## TASKS FOR THIS EXERCISE
1. In the dyslexia essay, how is a phoneme defined?
2. The dyslexia essay names the channels a pupil uses in multisensory learning. List every one of them, with the part or faculty given for each.
3. Rewrite the dyslexia essay from "- Rote Memory" to "are also dyslexic.", putting "entrepreneurs" in place of "millionaires".

Updated on December 27, 2007

The aim of this assignment is to discuss the methods of helping dyslexic children which employ a multisensory approach, it will cover reflection on the current approaches to helping dyslexic children, reflection on research into current approaches to helping dyslexic children, reflections on research into a multisensory approach for dyslexia, reflections on the application of a multisensory approach to dyslexia and evaluation of dyslexia management using a multisensory approach, using reflective practice, case histories and research statistics.

The International Dyslexia Association describes dyslexia as:

"a neurologically based, often familial disorder which interferes with the acquisition and processing of language. Varying in degrees of severity, it is manifested by difficulties in receptive and expressive language - including phonological processing - in reading, writing, spelling, handwriting, and sometimes in arithmetic. Dyslexia is not a result of lack of motivation, sensory impairment, inadequate instructional or environmental opportunities, or other limiting conditions, but may occur together with these conditions. Although dyslexia is lifelong, individuals with dyslexia frequently respond successfully to timely and appropriate intervention."

The problems that those with dyslexia often encounter come under the following categories

- Reading

- Spelling

- Phonemic Awareness - identification of sounds

- Auditory Discrimination - hearing the small differences between sounds

- Handwriting - due to immaturity of eye-hand coordination

- Expository and Creative Writing

- Maths

- Visual-Motor Perception

- Gross Motor Coordination

- ADD and ADHD

- Speech and Language

- Organisation

- Rote Memory Tasks

- Social, Behavioural and Emotional Issues

Generally, of course, difficulties can lead to problems learning other work and emotional and other issues. In the longer term there is dissatisfaction with life and a vast proportion of prison inmates are dyslexic. On the positive side a proportionally large number of millionaires are also dyslexic.

Plenty of research has taken and is taking place on the cause of dyslexia and it seems that the brain of those with dyslexia functions differently to those without. However, the topic of this essay is treatment rather than cause, so I shall concentrate on this aspect.

Multisensory teaching is the use of all senses when teaching so that the different channels will support each other in learning. Gillingham and Stillman (1956) said that the multi-sensory teaching is based upon the constant use of all the following: how a letter or word looks, how it sounds, how the speech organs or the hand writing feels when producing it. The pupil uses the visual channel (eyes), the auditory channel (ears) and kinesthetic (motor memory) and tactile (hands) to learn.

Phonology is the study of sounds and a phoneme is the smallest unit of sound in a language.

## RAW RECORDS
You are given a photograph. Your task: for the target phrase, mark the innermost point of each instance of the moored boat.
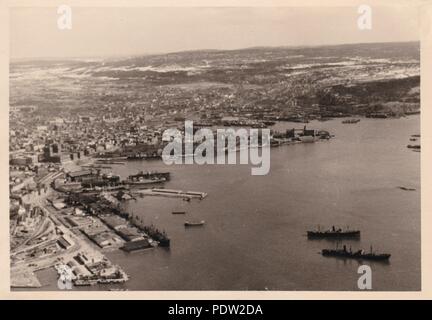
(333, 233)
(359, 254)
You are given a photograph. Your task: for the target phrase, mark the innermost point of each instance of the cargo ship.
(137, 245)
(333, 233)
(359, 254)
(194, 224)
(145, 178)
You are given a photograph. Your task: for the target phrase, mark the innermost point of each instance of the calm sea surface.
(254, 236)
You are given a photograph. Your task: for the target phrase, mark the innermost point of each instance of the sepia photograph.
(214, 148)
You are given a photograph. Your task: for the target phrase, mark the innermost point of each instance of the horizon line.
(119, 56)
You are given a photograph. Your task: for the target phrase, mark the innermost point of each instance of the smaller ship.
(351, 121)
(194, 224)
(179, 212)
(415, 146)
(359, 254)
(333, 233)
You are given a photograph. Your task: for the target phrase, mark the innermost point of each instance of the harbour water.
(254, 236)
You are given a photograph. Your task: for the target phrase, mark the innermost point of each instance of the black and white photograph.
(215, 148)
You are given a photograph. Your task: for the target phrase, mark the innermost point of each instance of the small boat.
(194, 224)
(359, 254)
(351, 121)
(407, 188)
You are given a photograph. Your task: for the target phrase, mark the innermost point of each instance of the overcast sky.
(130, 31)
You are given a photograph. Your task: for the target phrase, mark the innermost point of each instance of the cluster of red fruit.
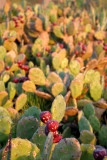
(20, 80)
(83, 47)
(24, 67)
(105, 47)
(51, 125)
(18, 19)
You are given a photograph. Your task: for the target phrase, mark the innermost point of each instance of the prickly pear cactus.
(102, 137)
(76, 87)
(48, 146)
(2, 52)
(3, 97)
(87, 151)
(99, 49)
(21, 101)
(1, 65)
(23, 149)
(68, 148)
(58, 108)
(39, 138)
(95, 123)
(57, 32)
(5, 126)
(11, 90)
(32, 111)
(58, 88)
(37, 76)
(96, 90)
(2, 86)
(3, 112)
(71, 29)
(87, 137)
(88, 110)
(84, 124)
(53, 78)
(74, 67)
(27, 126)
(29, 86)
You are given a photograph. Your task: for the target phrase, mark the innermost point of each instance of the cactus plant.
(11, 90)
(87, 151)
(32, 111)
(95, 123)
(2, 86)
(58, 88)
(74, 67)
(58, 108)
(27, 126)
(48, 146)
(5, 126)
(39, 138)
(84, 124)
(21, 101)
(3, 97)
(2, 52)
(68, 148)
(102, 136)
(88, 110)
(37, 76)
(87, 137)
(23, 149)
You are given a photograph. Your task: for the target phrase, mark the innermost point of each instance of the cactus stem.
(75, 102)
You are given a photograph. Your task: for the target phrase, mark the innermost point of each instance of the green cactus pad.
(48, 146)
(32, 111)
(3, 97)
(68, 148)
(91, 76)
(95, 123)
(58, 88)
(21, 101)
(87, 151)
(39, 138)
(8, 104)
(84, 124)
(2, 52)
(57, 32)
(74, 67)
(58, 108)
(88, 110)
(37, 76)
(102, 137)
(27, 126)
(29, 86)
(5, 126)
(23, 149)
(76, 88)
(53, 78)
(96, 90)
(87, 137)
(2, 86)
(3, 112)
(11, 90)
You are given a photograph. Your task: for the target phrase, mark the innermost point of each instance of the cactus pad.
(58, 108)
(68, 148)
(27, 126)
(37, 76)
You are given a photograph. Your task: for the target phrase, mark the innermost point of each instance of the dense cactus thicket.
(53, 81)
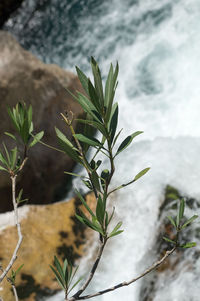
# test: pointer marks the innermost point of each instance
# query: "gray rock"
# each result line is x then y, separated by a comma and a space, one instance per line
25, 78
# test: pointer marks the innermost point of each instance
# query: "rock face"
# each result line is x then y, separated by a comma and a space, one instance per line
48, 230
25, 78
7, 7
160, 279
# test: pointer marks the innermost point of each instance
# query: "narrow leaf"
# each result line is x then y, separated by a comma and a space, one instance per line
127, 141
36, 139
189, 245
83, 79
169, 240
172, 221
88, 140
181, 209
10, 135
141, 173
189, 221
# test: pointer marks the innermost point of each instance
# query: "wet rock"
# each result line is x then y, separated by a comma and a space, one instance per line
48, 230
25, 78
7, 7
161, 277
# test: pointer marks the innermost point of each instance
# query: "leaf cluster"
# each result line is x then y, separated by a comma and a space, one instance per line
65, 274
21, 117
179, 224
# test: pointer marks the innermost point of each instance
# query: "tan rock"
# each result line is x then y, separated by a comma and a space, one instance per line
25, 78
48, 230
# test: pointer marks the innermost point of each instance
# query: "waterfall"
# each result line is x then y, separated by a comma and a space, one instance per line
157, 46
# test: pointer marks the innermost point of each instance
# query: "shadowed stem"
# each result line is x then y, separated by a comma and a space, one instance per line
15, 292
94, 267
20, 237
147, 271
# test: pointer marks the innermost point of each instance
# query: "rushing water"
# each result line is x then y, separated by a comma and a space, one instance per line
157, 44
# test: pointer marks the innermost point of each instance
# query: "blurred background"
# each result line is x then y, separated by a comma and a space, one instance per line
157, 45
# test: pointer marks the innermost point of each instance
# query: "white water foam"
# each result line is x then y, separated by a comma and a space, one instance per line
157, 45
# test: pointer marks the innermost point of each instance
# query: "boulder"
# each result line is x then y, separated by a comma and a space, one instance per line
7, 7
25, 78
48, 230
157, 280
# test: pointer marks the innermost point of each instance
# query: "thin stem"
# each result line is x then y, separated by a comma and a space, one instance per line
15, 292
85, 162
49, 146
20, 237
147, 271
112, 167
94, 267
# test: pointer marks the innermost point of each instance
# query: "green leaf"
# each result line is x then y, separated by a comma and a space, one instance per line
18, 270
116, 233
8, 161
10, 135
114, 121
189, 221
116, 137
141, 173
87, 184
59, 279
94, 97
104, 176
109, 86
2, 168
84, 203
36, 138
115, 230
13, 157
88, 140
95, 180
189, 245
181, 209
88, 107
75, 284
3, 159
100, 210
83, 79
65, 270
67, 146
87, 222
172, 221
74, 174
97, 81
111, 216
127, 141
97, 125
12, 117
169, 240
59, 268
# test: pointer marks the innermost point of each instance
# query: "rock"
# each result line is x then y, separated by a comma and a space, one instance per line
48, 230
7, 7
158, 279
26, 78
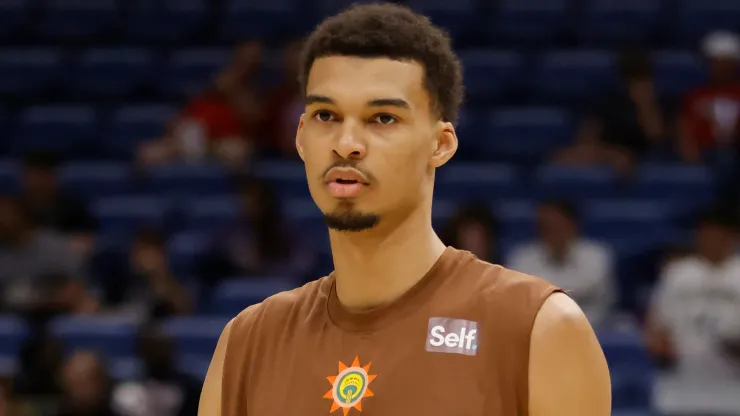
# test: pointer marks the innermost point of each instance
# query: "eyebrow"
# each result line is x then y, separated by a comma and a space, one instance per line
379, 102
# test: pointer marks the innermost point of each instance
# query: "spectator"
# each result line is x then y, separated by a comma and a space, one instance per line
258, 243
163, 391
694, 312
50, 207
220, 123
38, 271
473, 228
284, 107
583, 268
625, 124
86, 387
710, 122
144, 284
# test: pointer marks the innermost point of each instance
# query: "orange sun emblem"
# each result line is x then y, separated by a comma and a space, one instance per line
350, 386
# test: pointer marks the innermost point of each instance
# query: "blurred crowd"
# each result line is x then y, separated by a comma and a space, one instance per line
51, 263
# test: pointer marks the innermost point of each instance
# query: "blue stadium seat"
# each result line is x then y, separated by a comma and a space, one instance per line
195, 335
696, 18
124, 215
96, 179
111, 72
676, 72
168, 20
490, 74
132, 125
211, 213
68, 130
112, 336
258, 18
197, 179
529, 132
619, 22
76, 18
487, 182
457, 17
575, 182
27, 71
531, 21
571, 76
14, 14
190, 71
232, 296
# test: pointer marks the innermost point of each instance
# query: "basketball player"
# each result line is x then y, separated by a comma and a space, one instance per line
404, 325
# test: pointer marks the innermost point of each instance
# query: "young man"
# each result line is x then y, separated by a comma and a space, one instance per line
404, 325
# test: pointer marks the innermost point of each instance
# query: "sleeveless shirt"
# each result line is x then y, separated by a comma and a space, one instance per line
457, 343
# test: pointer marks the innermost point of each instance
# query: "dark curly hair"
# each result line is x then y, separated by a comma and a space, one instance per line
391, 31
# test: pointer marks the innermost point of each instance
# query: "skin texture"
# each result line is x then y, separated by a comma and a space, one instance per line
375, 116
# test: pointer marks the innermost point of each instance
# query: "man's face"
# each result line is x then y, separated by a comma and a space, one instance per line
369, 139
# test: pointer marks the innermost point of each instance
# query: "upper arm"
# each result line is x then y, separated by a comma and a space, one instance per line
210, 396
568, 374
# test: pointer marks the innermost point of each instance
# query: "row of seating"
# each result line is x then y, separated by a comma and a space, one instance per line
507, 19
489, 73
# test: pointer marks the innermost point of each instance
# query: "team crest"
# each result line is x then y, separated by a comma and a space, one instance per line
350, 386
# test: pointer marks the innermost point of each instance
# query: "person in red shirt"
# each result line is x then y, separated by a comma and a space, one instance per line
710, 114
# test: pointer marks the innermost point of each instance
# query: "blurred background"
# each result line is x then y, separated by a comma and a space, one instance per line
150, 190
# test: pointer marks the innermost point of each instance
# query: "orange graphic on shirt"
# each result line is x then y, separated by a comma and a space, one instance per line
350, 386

...

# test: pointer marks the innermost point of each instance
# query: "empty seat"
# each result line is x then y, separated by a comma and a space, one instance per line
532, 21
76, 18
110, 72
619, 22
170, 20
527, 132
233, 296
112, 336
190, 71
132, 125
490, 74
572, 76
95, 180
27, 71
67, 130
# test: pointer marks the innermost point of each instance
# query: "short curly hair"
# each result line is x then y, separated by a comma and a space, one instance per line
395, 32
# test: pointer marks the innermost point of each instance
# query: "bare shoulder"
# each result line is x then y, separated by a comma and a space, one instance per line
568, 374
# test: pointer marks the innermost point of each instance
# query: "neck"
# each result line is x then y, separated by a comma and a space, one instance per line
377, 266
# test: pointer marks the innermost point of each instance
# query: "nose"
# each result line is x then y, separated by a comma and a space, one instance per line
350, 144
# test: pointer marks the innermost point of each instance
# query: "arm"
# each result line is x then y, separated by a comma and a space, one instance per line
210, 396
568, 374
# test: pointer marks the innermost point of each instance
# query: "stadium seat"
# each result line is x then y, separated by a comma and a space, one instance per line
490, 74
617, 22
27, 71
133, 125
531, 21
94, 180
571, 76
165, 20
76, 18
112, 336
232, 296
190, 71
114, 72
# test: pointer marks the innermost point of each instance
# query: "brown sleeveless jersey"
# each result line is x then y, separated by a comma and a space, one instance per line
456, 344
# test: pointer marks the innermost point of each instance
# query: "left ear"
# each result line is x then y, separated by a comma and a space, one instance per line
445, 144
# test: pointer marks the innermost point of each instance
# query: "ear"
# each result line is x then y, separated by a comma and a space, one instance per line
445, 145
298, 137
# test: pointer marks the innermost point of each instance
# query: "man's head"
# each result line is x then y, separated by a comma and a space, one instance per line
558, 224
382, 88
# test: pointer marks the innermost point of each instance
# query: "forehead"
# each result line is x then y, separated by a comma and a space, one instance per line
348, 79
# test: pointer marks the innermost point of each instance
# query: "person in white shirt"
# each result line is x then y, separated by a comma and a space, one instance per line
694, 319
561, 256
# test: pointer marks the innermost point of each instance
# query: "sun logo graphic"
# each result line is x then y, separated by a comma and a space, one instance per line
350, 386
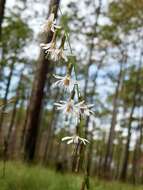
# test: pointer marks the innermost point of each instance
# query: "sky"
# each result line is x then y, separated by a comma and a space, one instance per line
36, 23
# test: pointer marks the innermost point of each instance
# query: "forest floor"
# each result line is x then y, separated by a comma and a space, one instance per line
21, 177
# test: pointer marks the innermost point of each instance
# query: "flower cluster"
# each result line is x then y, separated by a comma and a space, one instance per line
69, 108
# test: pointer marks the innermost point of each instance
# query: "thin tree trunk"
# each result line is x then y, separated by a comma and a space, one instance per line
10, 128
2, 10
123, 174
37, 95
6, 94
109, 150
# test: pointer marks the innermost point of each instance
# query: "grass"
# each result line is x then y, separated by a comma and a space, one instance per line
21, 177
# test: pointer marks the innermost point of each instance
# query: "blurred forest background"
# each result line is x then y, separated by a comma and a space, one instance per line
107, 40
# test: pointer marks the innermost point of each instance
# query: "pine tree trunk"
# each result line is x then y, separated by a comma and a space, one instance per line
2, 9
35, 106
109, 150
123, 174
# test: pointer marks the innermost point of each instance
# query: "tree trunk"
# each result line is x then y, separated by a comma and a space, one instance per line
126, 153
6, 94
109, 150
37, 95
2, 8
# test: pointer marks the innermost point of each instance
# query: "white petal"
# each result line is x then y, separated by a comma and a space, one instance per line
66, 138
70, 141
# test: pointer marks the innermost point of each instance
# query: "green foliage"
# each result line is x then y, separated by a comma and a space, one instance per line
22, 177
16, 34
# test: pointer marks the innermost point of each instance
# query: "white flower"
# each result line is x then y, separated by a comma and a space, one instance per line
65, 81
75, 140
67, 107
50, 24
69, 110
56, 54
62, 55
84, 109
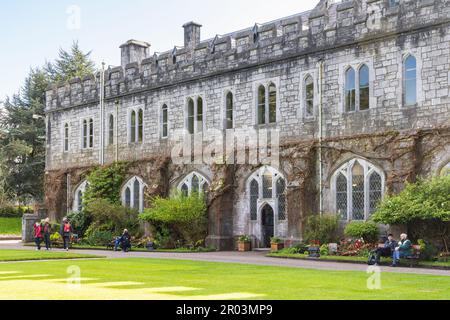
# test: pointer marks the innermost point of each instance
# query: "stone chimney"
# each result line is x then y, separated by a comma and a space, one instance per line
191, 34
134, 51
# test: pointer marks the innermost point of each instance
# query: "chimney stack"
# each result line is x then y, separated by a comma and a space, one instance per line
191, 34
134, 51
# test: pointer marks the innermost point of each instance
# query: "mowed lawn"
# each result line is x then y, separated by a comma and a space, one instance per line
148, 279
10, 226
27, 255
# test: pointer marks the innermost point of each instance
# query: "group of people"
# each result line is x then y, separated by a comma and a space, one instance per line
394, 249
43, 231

* * *

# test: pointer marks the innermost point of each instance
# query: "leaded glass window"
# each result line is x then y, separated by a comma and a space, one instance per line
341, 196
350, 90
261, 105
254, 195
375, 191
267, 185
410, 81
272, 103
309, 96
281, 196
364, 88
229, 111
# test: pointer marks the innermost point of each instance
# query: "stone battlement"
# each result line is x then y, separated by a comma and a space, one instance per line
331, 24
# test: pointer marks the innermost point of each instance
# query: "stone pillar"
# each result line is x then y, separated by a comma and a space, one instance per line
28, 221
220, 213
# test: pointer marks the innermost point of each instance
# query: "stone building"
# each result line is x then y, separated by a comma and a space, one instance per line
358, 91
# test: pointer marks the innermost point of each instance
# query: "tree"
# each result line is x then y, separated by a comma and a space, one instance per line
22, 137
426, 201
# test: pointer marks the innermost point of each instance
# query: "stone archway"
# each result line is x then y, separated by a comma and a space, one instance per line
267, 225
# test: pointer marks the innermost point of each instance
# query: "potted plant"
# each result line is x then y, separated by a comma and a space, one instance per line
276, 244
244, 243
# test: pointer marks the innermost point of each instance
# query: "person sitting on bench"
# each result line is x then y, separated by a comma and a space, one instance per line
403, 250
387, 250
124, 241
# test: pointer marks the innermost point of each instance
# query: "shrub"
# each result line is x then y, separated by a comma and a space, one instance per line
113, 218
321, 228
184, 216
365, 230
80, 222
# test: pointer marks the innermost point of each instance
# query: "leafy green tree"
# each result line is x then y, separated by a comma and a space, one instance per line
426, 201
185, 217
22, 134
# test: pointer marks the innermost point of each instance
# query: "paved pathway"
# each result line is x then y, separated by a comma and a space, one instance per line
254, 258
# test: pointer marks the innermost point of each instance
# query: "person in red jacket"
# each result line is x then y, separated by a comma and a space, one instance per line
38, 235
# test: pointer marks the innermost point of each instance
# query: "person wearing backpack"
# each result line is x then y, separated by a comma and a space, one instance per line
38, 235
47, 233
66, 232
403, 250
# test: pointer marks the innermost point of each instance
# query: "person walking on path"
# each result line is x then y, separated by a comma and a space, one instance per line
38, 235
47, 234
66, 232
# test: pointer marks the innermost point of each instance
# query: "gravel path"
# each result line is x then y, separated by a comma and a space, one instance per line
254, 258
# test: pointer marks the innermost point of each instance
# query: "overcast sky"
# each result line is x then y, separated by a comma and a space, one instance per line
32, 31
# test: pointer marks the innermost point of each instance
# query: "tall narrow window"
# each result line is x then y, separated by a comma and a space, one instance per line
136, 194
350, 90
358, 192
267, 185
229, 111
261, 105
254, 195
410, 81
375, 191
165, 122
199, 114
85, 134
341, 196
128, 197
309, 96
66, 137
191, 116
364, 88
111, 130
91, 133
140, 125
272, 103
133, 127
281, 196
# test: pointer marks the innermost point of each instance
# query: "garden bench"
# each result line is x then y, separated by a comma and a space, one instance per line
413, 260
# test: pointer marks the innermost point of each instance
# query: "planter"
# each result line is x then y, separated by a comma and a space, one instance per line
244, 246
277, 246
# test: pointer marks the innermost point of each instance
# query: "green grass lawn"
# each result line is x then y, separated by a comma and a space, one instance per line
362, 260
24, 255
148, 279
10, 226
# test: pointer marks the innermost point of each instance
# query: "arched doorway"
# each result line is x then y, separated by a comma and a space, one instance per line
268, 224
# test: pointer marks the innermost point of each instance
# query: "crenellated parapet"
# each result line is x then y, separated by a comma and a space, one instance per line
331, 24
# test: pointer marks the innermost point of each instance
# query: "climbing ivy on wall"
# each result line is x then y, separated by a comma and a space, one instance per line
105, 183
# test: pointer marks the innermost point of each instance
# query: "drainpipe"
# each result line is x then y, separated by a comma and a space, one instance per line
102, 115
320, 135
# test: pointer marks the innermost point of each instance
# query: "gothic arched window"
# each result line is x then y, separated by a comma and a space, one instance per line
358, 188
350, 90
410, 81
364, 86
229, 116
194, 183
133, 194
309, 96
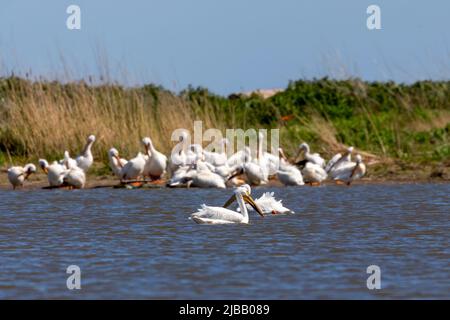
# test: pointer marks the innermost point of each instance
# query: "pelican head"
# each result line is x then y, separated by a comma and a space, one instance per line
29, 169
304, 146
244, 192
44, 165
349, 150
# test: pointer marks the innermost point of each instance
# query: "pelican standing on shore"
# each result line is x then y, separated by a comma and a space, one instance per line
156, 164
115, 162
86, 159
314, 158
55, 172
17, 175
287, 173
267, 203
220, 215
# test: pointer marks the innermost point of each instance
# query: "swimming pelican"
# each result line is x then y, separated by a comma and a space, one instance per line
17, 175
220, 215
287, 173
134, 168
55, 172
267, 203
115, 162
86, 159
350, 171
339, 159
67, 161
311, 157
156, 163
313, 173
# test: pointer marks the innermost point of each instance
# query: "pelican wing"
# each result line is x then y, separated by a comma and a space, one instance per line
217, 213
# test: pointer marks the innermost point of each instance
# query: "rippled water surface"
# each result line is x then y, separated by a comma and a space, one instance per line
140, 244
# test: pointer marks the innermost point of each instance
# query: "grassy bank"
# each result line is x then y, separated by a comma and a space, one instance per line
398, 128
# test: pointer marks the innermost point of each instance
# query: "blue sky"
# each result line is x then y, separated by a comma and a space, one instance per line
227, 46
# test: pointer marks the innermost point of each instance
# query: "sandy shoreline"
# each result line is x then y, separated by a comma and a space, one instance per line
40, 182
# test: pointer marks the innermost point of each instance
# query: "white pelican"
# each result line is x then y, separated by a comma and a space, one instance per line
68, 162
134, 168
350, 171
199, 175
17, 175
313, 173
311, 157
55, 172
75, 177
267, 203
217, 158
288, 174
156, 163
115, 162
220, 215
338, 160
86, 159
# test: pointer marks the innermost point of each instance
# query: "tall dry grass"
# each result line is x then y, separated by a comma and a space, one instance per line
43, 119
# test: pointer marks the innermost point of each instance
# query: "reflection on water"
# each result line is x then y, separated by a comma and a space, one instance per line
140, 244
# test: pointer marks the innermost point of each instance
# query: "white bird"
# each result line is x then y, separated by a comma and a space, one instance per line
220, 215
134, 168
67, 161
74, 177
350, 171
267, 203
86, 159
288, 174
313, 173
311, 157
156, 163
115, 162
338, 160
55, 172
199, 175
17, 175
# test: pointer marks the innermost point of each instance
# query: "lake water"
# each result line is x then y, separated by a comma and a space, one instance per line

## FULL ANSWERS
1. A phoneme is the smallest unit of sound in a language.

2.
- Visual channel (eyes)
- Auditory channel (ears)
- Kinesthetic channel (motor memory)
- Tactile channel (hands)

3.
- Rote Memory Tasks

- Social, Behavioural and Emotional Issues

Generally, of course, difficulties can lead to problems learning other work and emotional and other issues. In the longer term there is dissatisfaction with life and a vast proportion of prison inmates are dyslexic. On the positive side a proportionally large number of entrepreneurs are also dyslexic.